[Exercise materials — start]

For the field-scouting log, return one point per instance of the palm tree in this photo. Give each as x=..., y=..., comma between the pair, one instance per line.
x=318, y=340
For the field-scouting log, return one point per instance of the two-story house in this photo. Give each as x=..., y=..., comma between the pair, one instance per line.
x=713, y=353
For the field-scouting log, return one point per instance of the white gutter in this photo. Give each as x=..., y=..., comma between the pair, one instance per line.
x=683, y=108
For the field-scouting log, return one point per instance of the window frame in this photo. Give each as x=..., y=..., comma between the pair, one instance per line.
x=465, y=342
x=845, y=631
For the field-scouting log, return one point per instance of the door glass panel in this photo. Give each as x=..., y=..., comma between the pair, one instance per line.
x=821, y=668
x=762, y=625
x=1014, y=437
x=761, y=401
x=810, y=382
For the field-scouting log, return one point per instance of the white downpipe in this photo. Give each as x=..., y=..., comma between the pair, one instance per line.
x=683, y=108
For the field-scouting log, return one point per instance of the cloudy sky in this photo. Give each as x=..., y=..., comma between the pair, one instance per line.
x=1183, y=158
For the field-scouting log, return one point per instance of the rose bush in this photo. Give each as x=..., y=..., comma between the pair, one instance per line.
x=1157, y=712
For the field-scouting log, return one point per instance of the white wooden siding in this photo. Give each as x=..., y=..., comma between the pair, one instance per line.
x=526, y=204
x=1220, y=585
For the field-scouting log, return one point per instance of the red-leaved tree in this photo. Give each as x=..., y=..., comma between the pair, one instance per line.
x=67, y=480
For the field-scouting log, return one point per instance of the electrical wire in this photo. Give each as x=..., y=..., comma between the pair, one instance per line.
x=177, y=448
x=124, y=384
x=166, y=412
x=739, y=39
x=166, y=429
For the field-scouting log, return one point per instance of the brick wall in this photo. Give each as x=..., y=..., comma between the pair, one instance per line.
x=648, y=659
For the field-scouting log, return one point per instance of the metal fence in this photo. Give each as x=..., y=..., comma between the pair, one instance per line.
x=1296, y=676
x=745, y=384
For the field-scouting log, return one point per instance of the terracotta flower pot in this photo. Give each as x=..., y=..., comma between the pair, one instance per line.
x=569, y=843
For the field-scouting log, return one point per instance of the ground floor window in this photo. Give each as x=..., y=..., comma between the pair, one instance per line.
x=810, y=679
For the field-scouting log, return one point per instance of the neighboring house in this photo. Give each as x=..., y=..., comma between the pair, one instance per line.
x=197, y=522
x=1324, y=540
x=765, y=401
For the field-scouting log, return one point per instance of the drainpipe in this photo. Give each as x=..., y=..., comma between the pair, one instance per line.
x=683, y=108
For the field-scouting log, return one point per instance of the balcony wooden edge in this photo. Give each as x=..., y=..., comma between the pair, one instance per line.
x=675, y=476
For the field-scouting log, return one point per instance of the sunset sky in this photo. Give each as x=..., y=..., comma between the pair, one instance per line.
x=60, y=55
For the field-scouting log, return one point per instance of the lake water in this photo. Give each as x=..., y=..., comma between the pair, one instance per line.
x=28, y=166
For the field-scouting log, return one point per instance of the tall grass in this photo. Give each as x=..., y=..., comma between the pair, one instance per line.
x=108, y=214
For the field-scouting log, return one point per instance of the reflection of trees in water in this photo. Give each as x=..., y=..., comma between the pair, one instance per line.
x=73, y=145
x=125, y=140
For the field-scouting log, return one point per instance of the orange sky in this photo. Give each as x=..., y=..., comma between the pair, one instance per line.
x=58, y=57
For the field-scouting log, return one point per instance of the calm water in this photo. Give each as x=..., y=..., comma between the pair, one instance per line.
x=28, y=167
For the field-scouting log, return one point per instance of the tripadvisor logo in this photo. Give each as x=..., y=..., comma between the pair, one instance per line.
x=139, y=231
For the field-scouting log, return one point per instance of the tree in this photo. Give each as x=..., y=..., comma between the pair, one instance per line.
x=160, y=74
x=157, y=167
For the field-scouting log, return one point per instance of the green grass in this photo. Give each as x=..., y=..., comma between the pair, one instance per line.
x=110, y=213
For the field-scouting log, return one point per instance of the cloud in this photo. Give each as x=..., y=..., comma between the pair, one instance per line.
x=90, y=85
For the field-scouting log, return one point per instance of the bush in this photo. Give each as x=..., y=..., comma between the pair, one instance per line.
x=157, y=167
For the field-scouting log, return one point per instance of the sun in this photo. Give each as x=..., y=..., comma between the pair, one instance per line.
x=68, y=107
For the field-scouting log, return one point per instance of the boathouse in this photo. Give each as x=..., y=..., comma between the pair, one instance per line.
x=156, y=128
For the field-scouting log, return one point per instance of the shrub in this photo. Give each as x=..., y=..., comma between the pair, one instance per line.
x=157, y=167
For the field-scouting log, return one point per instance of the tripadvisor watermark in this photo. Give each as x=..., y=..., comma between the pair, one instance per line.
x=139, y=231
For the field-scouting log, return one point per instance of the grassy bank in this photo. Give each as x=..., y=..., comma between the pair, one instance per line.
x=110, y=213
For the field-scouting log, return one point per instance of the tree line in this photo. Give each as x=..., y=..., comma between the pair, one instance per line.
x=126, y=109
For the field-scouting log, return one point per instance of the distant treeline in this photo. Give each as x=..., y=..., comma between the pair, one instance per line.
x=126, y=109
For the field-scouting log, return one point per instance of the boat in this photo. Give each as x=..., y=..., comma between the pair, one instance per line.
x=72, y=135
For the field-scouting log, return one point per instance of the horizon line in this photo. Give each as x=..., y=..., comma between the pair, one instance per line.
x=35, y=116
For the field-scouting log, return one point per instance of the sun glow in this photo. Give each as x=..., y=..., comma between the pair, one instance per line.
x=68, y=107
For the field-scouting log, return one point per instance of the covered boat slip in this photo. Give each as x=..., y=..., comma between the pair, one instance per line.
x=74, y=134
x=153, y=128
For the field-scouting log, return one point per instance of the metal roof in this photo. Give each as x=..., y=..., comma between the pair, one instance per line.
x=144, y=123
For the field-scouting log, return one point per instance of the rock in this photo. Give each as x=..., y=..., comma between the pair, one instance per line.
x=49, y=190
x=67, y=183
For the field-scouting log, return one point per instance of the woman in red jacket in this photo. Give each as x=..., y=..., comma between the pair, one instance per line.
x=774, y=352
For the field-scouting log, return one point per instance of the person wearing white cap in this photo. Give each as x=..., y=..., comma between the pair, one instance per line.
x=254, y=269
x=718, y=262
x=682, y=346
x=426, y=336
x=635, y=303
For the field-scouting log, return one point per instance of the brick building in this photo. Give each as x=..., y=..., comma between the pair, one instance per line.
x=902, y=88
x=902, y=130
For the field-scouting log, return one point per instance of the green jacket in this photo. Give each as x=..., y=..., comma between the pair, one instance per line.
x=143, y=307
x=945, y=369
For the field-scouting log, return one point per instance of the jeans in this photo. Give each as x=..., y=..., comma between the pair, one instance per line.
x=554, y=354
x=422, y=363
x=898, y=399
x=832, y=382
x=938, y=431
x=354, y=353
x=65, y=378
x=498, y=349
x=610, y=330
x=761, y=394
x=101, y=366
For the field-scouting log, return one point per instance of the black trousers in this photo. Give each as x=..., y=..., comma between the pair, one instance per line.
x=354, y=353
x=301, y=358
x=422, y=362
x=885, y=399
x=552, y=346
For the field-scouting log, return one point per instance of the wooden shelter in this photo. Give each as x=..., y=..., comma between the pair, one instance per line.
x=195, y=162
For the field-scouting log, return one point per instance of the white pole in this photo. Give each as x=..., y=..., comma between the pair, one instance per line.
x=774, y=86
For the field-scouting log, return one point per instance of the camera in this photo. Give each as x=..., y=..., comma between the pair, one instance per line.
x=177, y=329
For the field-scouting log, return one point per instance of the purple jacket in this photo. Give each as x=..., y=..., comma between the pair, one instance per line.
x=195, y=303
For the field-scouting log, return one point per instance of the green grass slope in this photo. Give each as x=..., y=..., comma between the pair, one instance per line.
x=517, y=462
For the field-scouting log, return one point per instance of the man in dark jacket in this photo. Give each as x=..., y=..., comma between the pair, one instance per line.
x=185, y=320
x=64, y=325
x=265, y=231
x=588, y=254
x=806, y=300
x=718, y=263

[Exercise materials — finish]

All lines from the one containing "man in dark" to the end of the data above are to be set down exactly; no others belong in the answer.

▶ Problem solution
For the field-scouting log, return one point per instance of the man in dark jacket in this photo. Give each as x=..., y=..., comma between the pair, one instance per line.
x=185, y=320
x=64, y=325
x=265, y=231
x=588, y=254
x=806, y=300
x=718, y=263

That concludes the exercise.